The task:
Would you count the lines in the entries below that contain "Segment"? Reply with the number only.

··· Given records ···

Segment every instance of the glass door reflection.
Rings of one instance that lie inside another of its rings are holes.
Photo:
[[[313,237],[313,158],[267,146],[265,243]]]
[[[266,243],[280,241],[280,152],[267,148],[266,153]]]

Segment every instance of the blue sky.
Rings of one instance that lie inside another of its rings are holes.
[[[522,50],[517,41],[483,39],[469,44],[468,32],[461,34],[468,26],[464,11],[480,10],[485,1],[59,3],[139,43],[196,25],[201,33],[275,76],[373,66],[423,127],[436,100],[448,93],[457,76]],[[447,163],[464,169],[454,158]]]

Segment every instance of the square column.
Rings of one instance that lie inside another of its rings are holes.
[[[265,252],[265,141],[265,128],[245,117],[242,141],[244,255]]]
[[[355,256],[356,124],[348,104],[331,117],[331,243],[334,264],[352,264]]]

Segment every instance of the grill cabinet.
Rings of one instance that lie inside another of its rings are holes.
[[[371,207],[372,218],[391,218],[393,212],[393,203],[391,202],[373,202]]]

···

Result of the exercise:
4